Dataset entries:
______________________________

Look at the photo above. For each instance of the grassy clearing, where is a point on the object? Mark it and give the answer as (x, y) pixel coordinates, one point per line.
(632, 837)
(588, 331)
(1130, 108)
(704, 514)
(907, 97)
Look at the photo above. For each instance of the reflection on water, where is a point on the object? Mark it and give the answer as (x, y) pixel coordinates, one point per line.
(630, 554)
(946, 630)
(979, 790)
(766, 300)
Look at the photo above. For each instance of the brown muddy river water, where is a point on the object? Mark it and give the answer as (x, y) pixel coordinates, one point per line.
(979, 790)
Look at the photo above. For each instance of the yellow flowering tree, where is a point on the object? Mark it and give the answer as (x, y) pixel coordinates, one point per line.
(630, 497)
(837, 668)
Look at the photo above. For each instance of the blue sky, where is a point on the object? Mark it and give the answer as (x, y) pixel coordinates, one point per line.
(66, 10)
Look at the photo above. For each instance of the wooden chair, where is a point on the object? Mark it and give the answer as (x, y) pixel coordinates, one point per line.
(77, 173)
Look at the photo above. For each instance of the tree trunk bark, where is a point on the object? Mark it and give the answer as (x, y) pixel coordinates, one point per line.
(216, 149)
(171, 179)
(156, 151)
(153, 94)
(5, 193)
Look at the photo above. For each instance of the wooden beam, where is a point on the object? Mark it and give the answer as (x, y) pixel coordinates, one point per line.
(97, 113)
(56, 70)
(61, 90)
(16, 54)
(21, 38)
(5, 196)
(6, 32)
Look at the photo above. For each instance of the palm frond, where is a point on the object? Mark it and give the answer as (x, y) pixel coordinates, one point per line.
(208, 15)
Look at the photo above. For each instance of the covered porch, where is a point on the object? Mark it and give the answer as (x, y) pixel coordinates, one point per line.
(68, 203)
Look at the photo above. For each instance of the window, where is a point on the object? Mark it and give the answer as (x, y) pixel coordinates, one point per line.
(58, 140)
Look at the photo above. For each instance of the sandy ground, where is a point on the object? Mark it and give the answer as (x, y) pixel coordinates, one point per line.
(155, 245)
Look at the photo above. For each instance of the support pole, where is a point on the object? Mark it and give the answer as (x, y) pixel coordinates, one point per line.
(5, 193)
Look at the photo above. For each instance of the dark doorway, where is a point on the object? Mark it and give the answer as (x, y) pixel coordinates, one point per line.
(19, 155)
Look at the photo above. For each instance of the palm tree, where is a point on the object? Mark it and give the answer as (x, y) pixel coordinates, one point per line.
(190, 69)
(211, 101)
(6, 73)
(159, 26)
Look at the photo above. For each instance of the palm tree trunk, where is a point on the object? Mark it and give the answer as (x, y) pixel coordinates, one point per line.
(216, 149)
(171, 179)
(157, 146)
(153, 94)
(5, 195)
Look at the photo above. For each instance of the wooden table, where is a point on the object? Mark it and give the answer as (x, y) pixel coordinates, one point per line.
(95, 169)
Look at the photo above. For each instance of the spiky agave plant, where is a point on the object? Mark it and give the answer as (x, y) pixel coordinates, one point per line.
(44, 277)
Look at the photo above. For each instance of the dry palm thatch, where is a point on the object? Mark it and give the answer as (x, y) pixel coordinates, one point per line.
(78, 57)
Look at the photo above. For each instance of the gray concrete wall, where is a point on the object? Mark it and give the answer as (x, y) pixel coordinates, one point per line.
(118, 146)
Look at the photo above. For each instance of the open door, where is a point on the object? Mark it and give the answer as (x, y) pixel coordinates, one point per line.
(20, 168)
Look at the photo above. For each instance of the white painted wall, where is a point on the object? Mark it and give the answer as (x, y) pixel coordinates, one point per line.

______________________________

The problem = Repeat the listing above without any change.

Finished exercise =
Look at the photo above. For each instance of the grassy clearing, where is a point on the object? Mark it and give the answer as (x, y) pixel coordinates, one point per line.
(632, 837)
(588, 331)
(1130, 108)
(704, 514)
(907, 97)
Look at the photo above. For each instance of the reflection on water, where is a point on the object? Mark it and give the answer as (x, y) pixel coordinates, one point per line.
(630, 554)
(946, 630)
(979, 790)
(766, 300)
Look at the photo above. For each instance of the brown muddy river water, where is a point on the object? Mark it and give the answer as (x, y) pixel coordinates, one point per line.
(979, 790)
Look at the photo above. For each instance of the yellow flowering tree, where is a point on the object? Mark it and give the answer as (x, y) pixel coordinates, one point per line.
(630, 497)
(837, 668)
Look at the photo above. For each instance of the blue sky, where is a point on the object? Mark it and give the answer as (x, y) pixel coordinates, one point per line.
(66, 10)
Look at the photo above. For each instance of the wooden chair, where is a point on the object? Mark it and give the answer as (x, y) pixel coordinates, one point per line.
(77, 173)
Look at the photo above. For each instance of the tree trunk bark, where is a point on the object? Mark it and give the answer as (x, y) pixel coordinates, one point per line.
(216, 149)
(171, 179)
(156, 151)
(153, 94)
(5, 193)
Look at the photo above. For each instance of the wooden beam, where is a point on the object? Mark it and give the answer as (x, y) pixel coordinates, one point per line.
(97, 113)
(56, 70)
(61, 90)
(16, 54)
(21, 38)
(5, 196)
(6, 32)
Look at the photo above. For each instance of the palm frond, where is a point on the object? Mark it and give the answer as (x, y) pixel coordinates, one point per line.
(208, 15)
Look at the photo above. For each instance of the covered porch, where is a point on the object? Mark it and give the answer as (x, y) pixel coordinates, one point per line.
(68, 203)
Look at the photo above. For each instance of the window, where is a point on the object? Mark it and give the answer as (x, y) pixel coordinates, one point per line.
(58, 140)
Look at the photo above. For each instance of the sandy ground, where is a point on the object? Mark it and give the answer as (x, y) pixel coordinates, one point per line.
(155, 245)
Look at the photo above. For each instance of the support pole, where is a point on the object? Mark it and give the answer as (x, y) pixel coordinates, one point per line.
(5, 193)
Look at the photo above. For each instance of the dark doorway, where is a point on the object? Mark it and give the answer as (x, y) pixel coordinates, one point per line.
(19, 155)
Look at the photo above. For each instance of the palm tree, where is a point on the object? Mark it and give the answer as (x, y) pixel coordinates, one point per line.
(190, 69)
(211, 101)
(6, 73)
(159, 26)
Look at the photo above. For each instance of the palm tree trunk, where is a point on the object? Mark it and give the answer as (x, y) pixel coordinates, one point per line.
(216, 149)
(171, 179)
(157, 146)
(153, 94)
(5, 195)
Look at the photo above. For each instance of the wooden table, where is a point on the object? Mark it and give the answer as (x, y) pixel coordinates, one point per line.
(95, 169)
Look at the photo above. For each instance of the spiky agave plant, where is a point on the object? Mark it and give the answer as (x, y) pixel coordinates, one point per line.
(44, 277)
Look at the photo above. For each instance of the dry palm thatch, where is a point on the object? Mark it and give the answer as (x, y) pixel coordinates, one point per line.
(78, 57)
Look at the photo above. For each instance of the gray concrete wall, where is a point on the object? Mark it and give the answer as (x, y) pixel coordinates, one point per line.
(118, 146)
Look at the photo above. For each instance of the open door, where is a point on the object? Mark it and give the answer as (x, y) pixel coordinates, one point per line.
(20, 168)
Look at the photo above. For each instance of the white painted wall, where is a point on the object? Mark it and give the answer as (x, y) pixel coordinates, one point per line.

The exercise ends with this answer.